__Data to use__
++++++++++++++++++++
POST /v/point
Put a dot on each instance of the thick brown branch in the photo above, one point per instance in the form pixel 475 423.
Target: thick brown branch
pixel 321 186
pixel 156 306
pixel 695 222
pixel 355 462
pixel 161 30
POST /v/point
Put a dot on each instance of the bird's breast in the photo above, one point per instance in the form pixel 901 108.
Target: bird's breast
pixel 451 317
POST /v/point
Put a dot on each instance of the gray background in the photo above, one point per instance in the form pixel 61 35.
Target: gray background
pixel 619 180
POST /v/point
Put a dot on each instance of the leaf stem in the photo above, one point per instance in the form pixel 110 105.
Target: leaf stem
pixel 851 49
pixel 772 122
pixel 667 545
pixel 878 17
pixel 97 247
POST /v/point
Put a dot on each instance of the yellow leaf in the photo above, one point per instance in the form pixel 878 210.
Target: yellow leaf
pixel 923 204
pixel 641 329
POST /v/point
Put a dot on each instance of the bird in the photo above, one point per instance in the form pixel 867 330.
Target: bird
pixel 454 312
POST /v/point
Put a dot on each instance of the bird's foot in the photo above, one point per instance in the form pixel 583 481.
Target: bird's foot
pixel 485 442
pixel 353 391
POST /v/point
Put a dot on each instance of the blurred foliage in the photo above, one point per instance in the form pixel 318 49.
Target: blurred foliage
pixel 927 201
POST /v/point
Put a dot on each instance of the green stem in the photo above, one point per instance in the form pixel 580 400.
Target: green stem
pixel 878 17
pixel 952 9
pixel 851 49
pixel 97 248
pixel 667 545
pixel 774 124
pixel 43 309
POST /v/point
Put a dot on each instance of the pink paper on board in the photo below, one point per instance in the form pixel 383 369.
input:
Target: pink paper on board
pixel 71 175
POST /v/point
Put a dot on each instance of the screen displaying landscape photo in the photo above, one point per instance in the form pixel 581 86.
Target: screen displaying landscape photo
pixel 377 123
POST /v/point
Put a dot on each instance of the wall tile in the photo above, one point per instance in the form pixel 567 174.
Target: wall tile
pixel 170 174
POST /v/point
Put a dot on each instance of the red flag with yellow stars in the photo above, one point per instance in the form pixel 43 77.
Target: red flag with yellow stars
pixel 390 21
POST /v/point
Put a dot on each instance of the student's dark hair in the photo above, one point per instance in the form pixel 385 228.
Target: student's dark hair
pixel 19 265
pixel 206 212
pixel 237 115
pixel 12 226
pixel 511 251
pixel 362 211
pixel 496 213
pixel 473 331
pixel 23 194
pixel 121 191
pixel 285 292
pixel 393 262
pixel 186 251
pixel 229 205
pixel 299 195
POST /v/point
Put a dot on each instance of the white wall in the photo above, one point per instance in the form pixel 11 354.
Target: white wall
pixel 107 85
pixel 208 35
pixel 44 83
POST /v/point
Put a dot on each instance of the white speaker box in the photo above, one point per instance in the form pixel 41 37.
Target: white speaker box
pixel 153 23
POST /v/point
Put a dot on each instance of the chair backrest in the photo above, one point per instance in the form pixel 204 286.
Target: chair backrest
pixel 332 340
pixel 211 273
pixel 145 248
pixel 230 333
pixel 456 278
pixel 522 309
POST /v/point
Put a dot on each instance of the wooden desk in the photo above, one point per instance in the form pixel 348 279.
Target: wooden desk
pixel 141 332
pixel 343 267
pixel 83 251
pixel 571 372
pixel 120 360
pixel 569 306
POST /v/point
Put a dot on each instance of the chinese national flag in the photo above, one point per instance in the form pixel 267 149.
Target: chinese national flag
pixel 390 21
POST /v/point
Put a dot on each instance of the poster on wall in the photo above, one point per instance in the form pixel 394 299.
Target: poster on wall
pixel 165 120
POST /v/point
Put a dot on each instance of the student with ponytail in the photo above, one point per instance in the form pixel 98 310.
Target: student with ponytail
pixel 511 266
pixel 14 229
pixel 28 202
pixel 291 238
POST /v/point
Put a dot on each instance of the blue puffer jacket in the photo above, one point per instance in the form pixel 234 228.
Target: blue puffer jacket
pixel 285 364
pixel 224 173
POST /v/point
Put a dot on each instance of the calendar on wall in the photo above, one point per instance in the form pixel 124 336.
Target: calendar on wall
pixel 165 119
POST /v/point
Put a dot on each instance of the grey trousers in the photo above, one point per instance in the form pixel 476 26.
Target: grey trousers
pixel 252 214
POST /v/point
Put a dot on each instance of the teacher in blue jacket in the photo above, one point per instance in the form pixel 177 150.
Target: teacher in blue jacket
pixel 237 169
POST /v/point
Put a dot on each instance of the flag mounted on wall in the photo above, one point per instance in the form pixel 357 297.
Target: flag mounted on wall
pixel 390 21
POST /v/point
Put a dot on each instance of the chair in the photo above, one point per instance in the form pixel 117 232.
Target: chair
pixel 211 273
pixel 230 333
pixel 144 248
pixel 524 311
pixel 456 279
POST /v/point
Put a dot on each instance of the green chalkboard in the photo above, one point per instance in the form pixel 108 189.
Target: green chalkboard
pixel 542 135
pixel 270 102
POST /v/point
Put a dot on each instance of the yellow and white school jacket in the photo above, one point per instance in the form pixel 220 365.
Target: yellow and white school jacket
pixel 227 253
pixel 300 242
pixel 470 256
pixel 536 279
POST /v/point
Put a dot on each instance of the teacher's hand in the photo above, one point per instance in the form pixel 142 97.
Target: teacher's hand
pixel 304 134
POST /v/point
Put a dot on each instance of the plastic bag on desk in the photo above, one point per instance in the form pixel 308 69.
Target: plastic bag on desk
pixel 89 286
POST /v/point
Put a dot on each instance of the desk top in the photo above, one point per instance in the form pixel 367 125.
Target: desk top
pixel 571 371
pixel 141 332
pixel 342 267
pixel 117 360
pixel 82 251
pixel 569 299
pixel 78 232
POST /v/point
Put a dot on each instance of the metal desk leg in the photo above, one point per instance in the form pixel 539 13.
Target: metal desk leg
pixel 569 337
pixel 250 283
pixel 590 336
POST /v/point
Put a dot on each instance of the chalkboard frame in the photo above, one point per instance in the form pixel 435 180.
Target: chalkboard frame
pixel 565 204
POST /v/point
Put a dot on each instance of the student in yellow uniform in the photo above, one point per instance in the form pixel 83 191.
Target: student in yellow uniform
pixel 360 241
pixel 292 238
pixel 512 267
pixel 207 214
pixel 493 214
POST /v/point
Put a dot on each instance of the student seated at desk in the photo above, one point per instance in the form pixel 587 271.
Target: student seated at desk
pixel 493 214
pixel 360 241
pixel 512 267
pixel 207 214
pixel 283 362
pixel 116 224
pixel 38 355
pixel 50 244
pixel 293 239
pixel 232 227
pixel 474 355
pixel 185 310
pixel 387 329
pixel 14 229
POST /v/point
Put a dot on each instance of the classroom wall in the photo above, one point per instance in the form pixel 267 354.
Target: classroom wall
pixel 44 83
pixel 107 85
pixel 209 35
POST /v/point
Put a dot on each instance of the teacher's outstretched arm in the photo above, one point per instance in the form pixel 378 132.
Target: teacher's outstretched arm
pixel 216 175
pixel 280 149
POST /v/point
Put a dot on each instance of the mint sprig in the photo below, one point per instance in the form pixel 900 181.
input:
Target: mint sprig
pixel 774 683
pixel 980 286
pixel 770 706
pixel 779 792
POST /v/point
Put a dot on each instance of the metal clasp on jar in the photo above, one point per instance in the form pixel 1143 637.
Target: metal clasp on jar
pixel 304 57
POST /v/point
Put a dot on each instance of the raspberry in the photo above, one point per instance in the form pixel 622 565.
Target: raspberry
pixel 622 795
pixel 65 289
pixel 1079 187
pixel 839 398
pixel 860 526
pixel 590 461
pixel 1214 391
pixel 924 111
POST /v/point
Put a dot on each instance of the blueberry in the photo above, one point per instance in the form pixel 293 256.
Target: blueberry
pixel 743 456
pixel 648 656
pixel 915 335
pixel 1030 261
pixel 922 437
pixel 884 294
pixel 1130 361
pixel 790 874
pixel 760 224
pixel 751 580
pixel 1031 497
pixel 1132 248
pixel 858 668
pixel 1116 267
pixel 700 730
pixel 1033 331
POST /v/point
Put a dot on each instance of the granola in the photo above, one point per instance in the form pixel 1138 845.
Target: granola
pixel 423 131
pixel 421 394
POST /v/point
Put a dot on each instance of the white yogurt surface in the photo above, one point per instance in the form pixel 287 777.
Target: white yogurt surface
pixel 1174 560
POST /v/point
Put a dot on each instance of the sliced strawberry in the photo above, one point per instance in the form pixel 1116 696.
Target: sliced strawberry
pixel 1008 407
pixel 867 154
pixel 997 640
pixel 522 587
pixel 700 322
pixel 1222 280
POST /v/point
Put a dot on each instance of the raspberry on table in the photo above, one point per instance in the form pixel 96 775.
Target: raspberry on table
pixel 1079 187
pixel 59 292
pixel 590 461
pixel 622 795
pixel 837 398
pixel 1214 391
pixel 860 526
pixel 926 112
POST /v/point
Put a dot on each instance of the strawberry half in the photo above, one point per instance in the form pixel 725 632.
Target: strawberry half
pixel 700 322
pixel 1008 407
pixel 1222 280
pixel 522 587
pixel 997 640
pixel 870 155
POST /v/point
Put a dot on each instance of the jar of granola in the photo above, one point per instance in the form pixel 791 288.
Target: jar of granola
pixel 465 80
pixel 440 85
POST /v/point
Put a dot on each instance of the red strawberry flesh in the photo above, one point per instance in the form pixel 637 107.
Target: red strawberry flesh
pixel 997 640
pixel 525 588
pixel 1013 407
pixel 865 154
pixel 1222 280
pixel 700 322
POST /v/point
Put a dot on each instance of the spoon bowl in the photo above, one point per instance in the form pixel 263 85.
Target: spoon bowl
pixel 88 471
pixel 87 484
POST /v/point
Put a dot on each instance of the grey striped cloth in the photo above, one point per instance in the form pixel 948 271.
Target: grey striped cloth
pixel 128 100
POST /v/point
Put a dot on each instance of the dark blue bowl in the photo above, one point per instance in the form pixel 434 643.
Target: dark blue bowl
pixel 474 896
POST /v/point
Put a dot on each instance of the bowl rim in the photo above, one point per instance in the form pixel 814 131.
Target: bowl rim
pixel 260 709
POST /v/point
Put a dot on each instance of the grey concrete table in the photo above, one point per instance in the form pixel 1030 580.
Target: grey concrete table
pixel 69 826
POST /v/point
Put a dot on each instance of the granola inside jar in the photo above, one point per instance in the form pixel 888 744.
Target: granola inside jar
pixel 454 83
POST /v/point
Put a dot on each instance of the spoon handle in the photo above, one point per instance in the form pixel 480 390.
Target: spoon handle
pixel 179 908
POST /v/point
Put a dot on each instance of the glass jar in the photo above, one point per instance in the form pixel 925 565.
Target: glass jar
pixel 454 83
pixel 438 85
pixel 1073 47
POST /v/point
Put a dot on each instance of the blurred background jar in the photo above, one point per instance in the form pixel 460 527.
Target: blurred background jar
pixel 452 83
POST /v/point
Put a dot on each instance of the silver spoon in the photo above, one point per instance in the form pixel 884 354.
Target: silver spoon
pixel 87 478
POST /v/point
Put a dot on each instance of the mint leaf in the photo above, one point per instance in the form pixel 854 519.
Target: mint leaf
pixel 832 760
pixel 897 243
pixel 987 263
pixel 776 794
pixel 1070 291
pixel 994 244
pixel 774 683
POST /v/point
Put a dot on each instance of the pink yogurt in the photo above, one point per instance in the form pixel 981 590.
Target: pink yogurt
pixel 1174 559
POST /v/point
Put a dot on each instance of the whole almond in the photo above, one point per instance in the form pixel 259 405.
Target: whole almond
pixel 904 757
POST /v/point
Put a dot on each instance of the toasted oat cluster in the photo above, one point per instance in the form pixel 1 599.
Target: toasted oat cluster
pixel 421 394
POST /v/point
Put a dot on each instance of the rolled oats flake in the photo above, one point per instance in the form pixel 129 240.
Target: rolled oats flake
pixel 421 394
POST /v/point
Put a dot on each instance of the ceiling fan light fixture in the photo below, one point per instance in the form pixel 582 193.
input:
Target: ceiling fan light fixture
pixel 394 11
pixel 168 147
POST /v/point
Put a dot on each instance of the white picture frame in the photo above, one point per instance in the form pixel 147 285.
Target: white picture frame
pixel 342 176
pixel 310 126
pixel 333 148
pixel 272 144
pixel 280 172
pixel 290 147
++++++++++++++++++++
__Your goal__
Please gather every line of the records that contains the word "chalkboard", treating uppercase and lowercase as different.

__Solution below__
Put a dot on each instance of the green chalkboard in the photo above, one point per instance in the form pixel 108 189.
Target: green chalkboard
Put a dot on each instance of the chalkboard frame in the photo above, one point per instance in the form pixel 435 180.
Target: chalkboard frame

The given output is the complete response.